WHAT TO WORK ON: Rewrite every line from the one containing "the cove, like" through the end of the items, inclusive, with the requests kept in. Multiply each point coordinate in the answers by 0.25 and round to whole numbers with halves rounded up; leave the numbers in the requests and their samples unchanged, and omit the pictures.

SUPPLIED INFORMATION:
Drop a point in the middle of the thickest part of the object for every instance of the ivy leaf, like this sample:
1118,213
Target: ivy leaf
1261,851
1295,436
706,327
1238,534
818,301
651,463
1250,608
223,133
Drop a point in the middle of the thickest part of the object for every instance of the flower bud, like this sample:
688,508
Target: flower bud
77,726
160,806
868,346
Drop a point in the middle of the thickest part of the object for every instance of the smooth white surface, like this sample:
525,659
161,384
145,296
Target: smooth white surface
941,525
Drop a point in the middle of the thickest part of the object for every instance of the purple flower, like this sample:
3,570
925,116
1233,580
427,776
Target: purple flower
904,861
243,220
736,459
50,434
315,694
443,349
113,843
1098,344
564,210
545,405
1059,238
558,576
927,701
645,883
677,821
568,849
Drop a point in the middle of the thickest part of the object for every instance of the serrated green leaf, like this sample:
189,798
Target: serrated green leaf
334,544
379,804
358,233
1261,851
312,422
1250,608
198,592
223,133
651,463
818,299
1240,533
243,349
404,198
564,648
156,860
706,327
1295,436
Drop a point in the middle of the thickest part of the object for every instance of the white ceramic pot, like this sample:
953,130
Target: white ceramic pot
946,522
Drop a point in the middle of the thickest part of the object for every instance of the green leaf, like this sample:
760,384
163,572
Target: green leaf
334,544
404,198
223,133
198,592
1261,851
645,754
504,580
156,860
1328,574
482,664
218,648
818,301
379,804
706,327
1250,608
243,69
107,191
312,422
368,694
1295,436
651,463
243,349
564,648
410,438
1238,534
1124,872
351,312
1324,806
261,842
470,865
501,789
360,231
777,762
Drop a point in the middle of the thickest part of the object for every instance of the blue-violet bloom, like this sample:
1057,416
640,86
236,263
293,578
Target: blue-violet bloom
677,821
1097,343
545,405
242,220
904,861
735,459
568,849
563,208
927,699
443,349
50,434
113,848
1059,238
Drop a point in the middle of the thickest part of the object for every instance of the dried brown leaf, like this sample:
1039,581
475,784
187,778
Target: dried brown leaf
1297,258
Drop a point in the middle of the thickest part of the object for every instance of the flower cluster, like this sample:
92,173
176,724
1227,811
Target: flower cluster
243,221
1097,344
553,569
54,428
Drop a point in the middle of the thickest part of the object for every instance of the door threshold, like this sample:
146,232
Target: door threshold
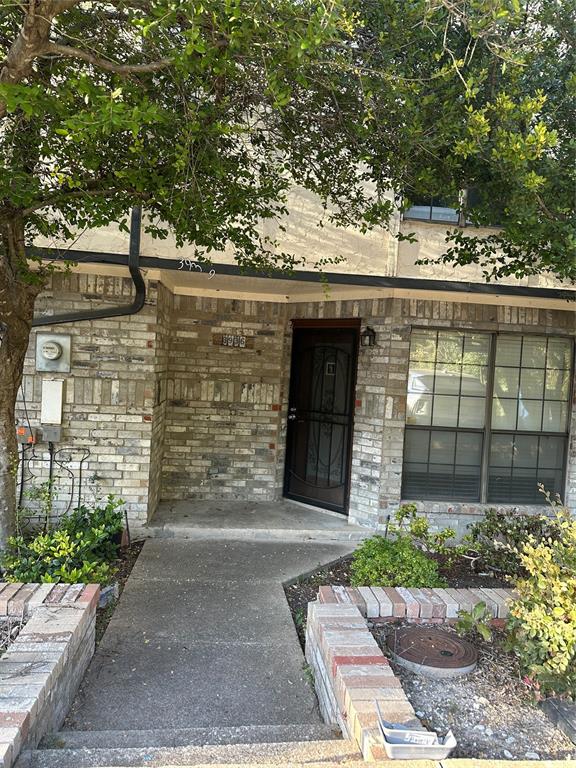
329,512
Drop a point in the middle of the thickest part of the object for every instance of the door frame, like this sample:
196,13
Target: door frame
353,323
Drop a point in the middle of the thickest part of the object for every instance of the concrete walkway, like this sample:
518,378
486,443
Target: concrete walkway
281,520
203,637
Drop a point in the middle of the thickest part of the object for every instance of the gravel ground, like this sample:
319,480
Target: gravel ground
490,711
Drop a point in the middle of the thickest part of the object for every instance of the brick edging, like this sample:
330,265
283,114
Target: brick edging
41,670
351,673
434,606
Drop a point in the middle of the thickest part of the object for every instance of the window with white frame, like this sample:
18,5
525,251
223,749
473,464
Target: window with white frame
487,416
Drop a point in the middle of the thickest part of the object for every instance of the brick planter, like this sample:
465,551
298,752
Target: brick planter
42,669
351,673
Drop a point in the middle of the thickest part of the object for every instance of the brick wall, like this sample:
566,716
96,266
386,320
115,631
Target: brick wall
108,395
222,419
168,413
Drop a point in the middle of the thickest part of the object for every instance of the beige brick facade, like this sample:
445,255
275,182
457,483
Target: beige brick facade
168,413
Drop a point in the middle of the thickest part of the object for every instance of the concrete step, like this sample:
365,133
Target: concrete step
286,755
188,737
179,531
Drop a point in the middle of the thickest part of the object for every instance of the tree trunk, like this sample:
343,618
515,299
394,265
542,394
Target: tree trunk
17,299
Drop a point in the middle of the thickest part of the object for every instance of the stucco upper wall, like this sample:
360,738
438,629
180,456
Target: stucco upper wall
374,253
430,243
367,254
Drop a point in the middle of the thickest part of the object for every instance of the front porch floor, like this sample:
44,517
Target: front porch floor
255,520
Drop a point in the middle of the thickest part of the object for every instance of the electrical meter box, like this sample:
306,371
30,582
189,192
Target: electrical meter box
53,352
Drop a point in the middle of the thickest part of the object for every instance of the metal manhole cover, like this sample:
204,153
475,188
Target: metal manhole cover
432,652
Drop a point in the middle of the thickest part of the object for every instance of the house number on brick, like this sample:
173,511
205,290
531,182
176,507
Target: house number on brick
233,341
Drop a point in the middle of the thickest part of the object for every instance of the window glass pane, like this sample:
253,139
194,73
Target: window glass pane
448,379
551,452
532,383
450,347
423,346
418,212
559,353
502,451
504,413
442,213
530,415
418,408
557,384
476,348
555,417
526,450
508,349
421,379
506,382
442,447
472,412
445,412
474,380
416,445
469,449
534,352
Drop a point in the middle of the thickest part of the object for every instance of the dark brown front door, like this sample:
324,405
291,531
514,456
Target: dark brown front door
320,414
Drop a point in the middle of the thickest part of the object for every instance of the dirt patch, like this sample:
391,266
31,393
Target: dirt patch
491,711
124,565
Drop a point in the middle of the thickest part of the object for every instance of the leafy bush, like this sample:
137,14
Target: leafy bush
107,518
475,622
77,550
542,625
408,523
498,538
380,562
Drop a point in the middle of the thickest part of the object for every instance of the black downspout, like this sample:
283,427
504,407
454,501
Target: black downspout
135,274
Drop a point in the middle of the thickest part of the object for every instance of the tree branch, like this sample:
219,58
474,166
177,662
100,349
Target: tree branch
110,66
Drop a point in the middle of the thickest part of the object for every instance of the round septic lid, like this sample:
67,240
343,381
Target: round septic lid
432,652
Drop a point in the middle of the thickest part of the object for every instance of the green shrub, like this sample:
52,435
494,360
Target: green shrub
79,549
380,562
407,523
542,625
499,536
107,517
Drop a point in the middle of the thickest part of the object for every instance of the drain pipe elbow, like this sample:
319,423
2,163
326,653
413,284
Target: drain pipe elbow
118,311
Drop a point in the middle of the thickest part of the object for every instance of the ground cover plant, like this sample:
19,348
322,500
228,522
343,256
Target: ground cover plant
79,548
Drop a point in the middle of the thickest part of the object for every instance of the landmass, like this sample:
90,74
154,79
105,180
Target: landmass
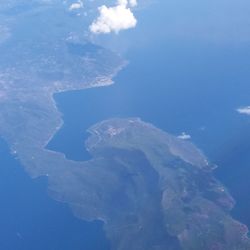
152,191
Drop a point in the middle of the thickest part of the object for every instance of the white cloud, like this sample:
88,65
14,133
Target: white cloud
115,19
75,6
184,136
133,3
244,110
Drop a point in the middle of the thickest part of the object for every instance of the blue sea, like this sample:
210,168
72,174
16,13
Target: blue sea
30,220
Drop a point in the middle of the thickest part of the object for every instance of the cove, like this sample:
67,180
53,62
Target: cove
31,220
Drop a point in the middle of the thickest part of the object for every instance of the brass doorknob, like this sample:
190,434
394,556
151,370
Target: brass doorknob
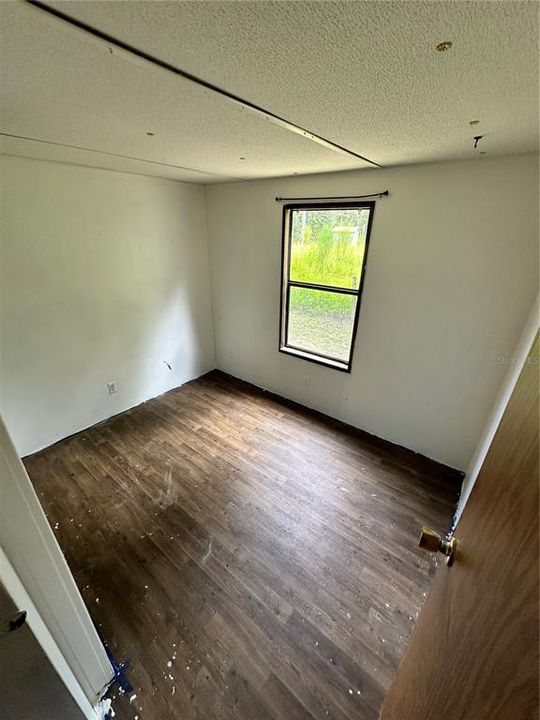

FINAL RESULT:
Drop a point in the middle of the thickest part of the object for every instance of the cove, like this sample:
67,180
53,62
Target: cove
8,55
Drop a point in the middle of the thickest part of the object for every instance of the brass doorknob, like this sample:
190,434
394,556
151,370
Target: brass doorknob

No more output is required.